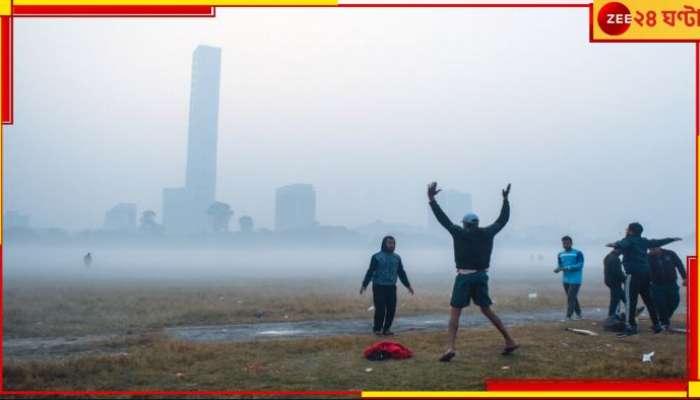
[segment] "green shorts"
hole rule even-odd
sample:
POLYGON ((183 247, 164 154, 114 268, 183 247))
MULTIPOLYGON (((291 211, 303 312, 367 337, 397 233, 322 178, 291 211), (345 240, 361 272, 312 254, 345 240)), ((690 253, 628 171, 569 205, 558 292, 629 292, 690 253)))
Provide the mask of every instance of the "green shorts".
= = = =
▶ [What to work on]
Update the material by replacing "green shorts" with "blue shorts" everywhere and keeping every other line unchanged. Leave the pictures out of your answer.

▶ [Final result]
[segment] "blue shorts"
hole rule even-odd
sample:
POLYGON ((183 247, 164 154, 114 268, 183 247))
MULTIPOLYGON (((291 211, 303 312, 367 337, 397 233, 322 178, 291 211), (345 240, 361 272, 312 254, 345 240)), ((690 253, 628 171, 569 205, 558 292, 629 292, 690 253)))
Provide the mask of every instance of the "blue shorts".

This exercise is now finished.